* Document excerpt:
In 1981, Kubina moved to Kraków where he studied painting at the Academy of Fine Arts in the studio of the renown Polish painter and pedagogue Jan Szancenbach. Kubina graduated from the Academy with distinction in 1985.

Kubina fled Poland in 1987 as a direct consequence of the socio-political turmoil unfolding at the time. Since that time, he has been living and working in New York and exhibiting globally. He is regarded as "one of the most interesting contemporary artists of the circle of Polish visual artists who left for the United States in the 20th century and settled in New York City." Elsewhere, his work is described as often being "laid out as [...] paintings, against the wall, in the form of nervously creased, torn canvas which are then patched back together before being augmented with pigment which is so thick it forms a topographic and symbolic centre."

== Artistic career ==
While his artistic practice is firmly rooted in painting, Kubina is also known for his formal experimentation as well his large-scale installations and performance art work.

Shortly after his arrival in the United States, he spent four years developing his monumental works in a former hotel "Hotel Hamilton" at the invitation of art collector and connoisseur Henryk Lachman. Around the same time, he began a collaboration with the Prisunic Gallery in the meatpacking district of Greenwich Village run by Parisian brothers Paul and Benjamin Steinitz of La Maison Steinitz.

Kubina's work became recognized internationally in the early 1990s, when he exhibited work at the Everson Museum of Art in Syracuse and the Zachęta National Gallery of Art in Warsaw—among others.

Perhaps his best known and most influential exhibition, Ikonostas, was presented at the Galerie Louis XIV in Paris in 1993 and written about by Romanian-born, Paris-based art curator Ami Barak. The exhibition featured large scale installations alongside "heavily-textured abstract paintings [that] resemble wounds and suffering."

* Complete the following:
**1)** In the Kubina text, where and in what year was the exhibition Ikonostas presented?
**2)** Translate this sentence from the Kubina text into Spanish: "Kubina graduated from the Academy with distinction in 1985."
**3)** Reproduce the part of the Kubina text starting at "In 1981, Kubina" and ending at "distinction in 1985.".

* Records supplied:
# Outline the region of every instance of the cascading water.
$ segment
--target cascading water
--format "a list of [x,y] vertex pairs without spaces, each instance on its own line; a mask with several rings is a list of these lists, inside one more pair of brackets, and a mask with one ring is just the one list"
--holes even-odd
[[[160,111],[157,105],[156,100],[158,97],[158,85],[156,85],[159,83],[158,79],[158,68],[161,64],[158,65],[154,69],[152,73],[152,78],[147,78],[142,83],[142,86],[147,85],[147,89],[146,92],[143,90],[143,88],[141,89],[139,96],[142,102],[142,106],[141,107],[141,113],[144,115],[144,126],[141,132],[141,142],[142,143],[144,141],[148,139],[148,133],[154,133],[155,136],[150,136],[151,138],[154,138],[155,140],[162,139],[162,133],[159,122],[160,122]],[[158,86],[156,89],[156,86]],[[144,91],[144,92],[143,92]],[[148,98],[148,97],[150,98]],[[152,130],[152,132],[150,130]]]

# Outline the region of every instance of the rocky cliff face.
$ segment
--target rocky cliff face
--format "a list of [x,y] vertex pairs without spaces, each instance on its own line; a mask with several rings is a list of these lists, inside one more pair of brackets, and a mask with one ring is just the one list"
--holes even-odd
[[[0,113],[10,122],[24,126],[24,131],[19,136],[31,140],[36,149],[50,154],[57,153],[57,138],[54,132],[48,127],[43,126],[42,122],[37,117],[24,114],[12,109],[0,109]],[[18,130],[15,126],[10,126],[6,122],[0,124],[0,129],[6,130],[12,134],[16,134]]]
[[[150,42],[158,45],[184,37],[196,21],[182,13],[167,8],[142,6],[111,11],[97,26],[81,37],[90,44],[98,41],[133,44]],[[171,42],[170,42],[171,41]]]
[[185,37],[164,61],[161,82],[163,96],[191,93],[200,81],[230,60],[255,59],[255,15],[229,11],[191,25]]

* Results for the exercise:
**1)** At the Galerie Louis XIV in Paris, in 1993.

**2)** Kubina se graduó en la Academia con distinción en 1985.

**3)**
In 1981, Kubina moved to Kraków where he studied painting at the Academy of Fine Arts in the studio of the renown Polish painter and pedagogue Jan Szancenbach. Kubina graduated from the Academy with distinction in 1985.